**WORK INSTRUCTIONS**
State how many lines of the items below contain the string "negative". Give only the number.
------------------------------------------------
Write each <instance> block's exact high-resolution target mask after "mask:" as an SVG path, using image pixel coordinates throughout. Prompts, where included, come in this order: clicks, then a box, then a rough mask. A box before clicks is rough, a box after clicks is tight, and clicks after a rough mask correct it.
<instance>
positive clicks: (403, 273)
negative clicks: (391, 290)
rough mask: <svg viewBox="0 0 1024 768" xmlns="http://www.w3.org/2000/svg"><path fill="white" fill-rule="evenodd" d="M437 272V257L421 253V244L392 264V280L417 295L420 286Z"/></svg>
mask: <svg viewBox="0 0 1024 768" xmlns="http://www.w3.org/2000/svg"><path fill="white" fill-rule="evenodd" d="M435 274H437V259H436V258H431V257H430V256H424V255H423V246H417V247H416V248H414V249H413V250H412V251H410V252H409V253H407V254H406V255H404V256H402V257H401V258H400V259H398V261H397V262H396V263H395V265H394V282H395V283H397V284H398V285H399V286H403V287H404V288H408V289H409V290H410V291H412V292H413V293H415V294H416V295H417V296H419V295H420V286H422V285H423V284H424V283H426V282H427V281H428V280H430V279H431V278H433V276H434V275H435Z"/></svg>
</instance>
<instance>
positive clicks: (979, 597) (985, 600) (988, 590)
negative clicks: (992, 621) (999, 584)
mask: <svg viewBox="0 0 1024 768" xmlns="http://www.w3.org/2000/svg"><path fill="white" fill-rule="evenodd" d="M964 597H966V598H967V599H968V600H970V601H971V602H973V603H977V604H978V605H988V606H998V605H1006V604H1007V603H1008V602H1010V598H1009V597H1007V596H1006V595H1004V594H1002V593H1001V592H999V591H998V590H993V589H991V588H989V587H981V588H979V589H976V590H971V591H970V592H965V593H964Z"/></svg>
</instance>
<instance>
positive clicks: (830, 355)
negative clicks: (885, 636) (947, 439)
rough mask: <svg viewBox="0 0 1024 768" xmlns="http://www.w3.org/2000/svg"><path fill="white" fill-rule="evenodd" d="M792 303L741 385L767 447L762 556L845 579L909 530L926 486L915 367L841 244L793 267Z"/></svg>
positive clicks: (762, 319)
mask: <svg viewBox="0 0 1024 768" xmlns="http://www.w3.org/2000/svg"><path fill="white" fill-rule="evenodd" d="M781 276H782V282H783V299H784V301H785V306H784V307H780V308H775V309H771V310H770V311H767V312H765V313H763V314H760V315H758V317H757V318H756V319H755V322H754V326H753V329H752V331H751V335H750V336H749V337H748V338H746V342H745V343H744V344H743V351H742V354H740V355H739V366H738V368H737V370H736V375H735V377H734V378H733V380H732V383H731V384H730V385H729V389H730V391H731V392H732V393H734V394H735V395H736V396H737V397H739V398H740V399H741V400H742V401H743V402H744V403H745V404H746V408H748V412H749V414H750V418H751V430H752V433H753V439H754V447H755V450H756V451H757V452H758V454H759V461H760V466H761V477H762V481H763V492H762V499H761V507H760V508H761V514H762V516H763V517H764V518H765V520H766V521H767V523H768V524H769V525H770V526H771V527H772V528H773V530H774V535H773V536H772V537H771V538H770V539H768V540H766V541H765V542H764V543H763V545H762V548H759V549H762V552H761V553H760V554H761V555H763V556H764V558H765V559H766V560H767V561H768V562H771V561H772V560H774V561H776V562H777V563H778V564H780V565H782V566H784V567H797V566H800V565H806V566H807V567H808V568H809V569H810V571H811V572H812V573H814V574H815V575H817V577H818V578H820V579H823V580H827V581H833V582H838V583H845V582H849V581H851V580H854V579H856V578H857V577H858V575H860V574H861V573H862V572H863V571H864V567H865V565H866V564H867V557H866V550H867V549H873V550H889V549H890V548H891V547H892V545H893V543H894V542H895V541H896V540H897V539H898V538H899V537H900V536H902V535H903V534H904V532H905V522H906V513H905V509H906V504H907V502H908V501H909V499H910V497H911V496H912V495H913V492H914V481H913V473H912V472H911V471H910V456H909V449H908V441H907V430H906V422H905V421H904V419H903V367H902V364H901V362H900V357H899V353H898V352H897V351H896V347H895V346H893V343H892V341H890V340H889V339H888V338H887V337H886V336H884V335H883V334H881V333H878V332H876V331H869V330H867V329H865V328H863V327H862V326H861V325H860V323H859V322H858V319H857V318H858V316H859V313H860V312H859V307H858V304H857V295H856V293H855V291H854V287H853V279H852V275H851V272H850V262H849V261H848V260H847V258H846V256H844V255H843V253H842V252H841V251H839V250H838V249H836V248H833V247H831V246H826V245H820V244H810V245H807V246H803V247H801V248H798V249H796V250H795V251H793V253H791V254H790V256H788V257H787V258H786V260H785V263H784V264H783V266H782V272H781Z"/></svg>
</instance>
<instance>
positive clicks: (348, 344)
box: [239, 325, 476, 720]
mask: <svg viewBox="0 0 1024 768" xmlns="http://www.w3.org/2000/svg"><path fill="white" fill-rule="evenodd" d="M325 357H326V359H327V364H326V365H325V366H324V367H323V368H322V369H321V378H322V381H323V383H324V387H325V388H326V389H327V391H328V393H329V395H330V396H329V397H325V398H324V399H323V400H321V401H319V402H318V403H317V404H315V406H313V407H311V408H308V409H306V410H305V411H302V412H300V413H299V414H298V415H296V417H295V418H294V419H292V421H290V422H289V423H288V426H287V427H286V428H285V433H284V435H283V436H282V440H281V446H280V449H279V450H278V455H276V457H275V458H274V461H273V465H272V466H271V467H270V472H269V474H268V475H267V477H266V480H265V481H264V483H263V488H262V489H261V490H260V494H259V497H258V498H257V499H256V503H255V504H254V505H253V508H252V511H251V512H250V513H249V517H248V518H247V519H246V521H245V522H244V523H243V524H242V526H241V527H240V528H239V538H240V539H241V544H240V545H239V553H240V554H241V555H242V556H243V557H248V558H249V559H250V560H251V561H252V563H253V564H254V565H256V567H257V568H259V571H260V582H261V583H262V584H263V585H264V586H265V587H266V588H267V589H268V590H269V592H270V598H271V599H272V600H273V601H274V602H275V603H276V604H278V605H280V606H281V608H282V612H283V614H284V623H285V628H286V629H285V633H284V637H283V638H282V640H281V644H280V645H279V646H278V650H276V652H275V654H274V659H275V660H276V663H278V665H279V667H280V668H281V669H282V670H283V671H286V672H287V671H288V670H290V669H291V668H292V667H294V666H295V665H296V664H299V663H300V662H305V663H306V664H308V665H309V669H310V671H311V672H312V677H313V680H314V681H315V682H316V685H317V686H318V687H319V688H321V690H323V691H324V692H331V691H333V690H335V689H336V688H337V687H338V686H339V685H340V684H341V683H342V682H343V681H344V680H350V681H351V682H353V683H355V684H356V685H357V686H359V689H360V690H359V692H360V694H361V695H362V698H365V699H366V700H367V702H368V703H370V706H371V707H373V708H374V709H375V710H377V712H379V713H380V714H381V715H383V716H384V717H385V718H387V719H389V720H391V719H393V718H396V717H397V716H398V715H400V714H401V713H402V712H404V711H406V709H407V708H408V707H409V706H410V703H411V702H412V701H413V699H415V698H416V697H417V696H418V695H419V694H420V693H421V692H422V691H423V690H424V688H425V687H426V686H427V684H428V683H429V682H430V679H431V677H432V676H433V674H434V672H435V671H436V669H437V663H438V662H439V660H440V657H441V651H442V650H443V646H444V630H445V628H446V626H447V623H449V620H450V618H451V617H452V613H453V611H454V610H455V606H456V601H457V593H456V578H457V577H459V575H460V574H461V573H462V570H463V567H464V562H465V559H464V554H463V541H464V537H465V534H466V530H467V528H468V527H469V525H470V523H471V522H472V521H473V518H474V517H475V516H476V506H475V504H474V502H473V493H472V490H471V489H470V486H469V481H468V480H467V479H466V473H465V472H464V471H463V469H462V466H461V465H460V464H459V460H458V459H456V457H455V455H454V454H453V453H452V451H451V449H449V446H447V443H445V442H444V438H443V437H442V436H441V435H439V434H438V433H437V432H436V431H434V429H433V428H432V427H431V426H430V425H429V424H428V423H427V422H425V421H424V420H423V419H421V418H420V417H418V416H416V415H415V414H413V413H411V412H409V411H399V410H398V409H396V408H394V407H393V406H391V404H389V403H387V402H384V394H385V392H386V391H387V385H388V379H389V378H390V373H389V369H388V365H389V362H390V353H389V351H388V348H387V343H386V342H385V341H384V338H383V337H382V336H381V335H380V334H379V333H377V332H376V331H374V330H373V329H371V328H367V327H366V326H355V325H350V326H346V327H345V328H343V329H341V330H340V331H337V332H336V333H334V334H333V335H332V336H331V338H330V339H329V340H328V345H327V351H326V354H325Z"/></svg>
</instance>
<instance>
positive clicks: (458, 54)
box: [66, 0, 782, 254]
------------------------------------------------
**ANSWER TO THIS EXERCISE**
3